• [Aim]: Return every one of the items below line by line, reproducing each character without alteration.

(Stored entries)
::::::

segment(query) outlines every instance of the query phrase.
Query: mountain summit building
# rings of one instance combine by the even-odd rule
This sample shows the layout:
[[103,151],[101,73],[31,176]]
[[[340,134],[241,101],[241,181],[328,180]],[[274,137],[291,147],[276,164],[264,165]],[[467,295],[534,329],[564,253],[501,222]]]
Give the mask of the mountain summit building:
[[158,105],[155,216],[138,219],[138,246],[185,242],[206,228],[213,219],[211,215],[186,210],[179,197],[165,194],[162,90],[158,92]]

::::::

• [Result of this exercise]:
segment(query) outlines every instance of the query phrase.
Query: mountain summit building
# rings of one instance combine by the even-odd rule
This sample shows the layout:
[[103,151],[101,73],[31,176]]
[[[340,134],[241,101],[241,181],[328,180]],[[274,137],[291,147],[276,164],[264,165]],[[467,295],[534,329],[564,253],[501,222]]]
Give the mask of the mountain summit building:
[[158,105],[155,216],[138,219],[138,246],[185,242],[206,228],[213,219],[211,215],[186,210],[179,197],[165,194],[162,90],[158,92]]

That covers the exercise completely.